● **Exercise 1**
In the song contest transcript, what song is called "a tired, old song"?
● **Exercise 2**
Decide whether each statement agrees with the song contest transcript, answering yes or no and quoting the words that decide it: (a) the people are said to want something new; (b) the contest is described as farm-themed; (c) the cake that would be thrown away is a month's supply.
[Start Text excerpt]
America loves "Happy Birthday."

You love "Happy Birthday,"

Mordecai and Rigby.

That's not true!

"Happy Birthday"

is a tired, old song,

and the people want

something new.

Isn't that right,

America?

[CHEERS AND APPLAUSE]

Yeah!

Shut your cakehole, America!

You'll never win

the birthday song contest

when you're up against

"Happy Birthday!"

♪ Happy birthday

To you ♪

No! No!

♪ Happy birthday to you ♪

♪ Happy birthday

Dear everyone! ♪

[LAUGHING EVILLY]

♪ Happy birthday to you ♪

So, what does that--

Ah!

CROWD:

♪ Happy birthday to you ♪

Yes!

[LAUGHS EVILLY]

♪ Happy birthday... ♪

♪ Yeah, happy birthday! ♪

♪ ...To you ♪

To you!

♪ Happy birthday, dear... ♪

♪ Bob ♪

♪ Austin ♪

HAPPY BIRTHDAY:

That's right--

Say their names!

♪ Happy birthday to you ♪

[LAUGHS EVILLY]

You'll never overthrow

my song!

There'll be no birthdays

without it!

[LAUGHS EVILLY]

Then all is lost.

I guess you can't solve

every problem

with an overly complicated

farm-themed song contest.

Guess I'll have to throw away

that year's supply of cake,

but you already knew that.

[IN UNISON]:

Wait! Whoa, whoa, whoa!

Give us the chance

to sing our song.

Goodbye!

Thanks for coming!

[BOTH INHALE DEEPLY]

BOTH:

♪ Today's gonna be a-okay ♪

♪ 'Cause we're celebratin'

Your birthday ♪

♪ Happy birthday, C.J. ♪

♪ Celebratin' your birthday ♪

What are you doing?

♪ Today's gonna be a-okay ♪

♪ 'Cause we're celebratin'

Your birthday ♪

♪ Happy birthday ♪

♪ Randall ♪

♪ Celebratin' your birthday ♪

Sounds simple and fresh.
[End Text excerpt]
[Start Data section]
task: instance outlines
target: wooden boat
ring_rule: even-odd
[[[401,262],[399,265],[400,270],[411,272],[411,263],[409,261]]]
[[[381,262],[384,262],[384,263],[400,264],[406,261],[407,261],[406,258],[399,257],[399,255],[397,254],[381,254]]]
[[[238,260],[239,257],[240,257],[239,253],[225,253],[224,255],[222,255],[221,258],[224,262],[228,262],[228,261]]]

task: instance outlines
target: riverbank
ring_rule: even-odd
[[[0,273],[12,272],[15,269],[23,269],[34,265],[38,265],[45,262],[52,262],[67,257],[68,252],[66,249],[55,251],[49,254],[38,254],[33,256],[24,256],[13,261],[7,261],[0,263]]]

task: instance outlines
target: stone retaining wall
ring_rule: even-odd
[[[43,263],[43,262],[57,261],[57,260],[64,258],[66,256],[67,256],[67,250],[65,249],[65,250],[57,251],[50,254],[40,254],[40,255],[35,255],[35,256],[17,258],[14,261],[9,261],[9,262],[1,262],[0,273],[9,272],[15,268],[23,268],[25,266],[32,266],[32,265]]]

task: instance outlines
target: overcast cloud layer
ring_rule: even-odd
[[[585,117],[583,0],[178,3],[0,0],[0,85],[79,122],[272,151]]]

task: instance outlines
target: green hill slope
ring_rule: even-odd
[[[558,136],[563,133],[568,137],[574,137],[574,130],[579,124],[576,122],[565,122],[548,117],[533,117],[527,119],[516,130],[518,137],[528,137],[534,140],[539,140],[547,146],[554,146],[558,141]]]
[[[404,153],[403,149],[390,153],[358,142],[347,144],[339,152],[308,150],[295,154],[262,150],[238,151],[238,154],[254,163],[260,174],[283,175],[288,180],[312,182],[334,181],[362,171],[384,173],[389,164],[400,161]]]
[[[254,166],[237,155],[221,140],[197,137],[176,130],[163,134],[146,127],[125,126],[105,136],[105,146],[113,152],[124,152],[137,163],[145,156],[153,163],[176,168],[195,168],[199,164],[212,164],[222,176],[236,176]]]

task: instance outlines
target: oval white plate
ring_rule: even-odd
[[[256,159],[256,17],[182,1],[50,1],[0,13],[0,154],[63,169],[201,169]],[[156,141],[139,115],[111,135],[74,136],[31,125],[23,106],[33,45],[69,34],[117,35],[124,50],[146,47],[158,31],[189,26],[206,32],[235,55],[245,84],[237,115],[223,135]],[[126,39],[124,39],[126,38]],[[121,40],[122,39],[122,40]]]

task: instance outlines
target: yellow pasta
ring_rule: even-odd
[End Data section]
● **Right answer 1**
"Happy Birthday"

● **Right answer 2**
(a) Yes: "something new"
(b) Yes: "farm-themed song contest"
(c) No: "that year's supply of cake"